[Photo object pointing records]
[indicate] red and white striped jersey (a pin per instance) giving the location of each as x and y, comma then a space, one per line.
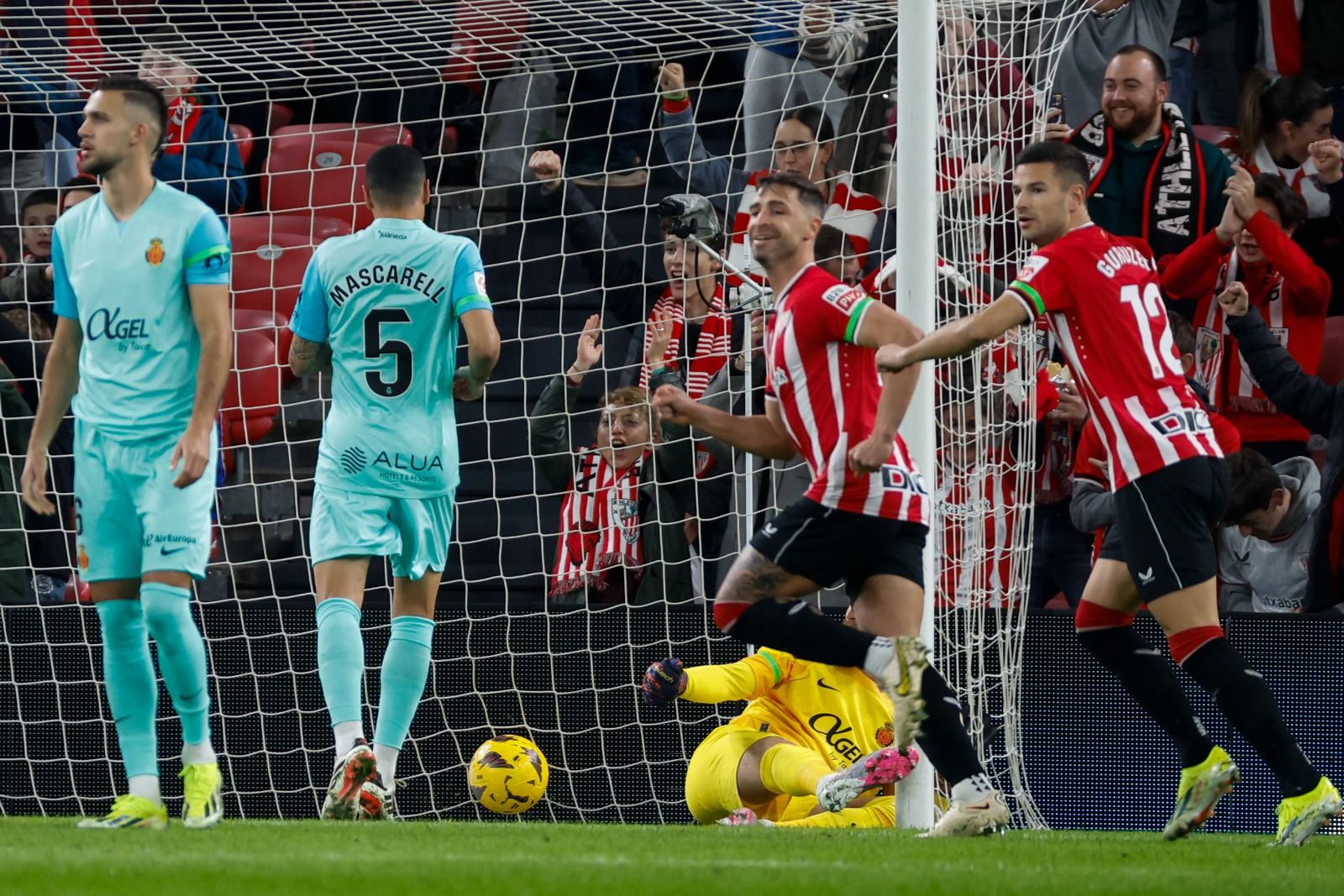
706, 358
1101, 296
828, 391
850, 211
1281, 36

◆ **Task brief**
Output the lines of the records above as a JSON list of strings, one string per line, omitting blank lines. Leave the pictures out of the answer.

◆ **Output**
[
  "[indicate] red and white striped jersey (a pin per instance) giving the location of each as x and y, comma then a space, one per line.",
  "706, 358",
  "1101, 296",
  "828, 391",
  "850, 211",
  "1281, 36"
]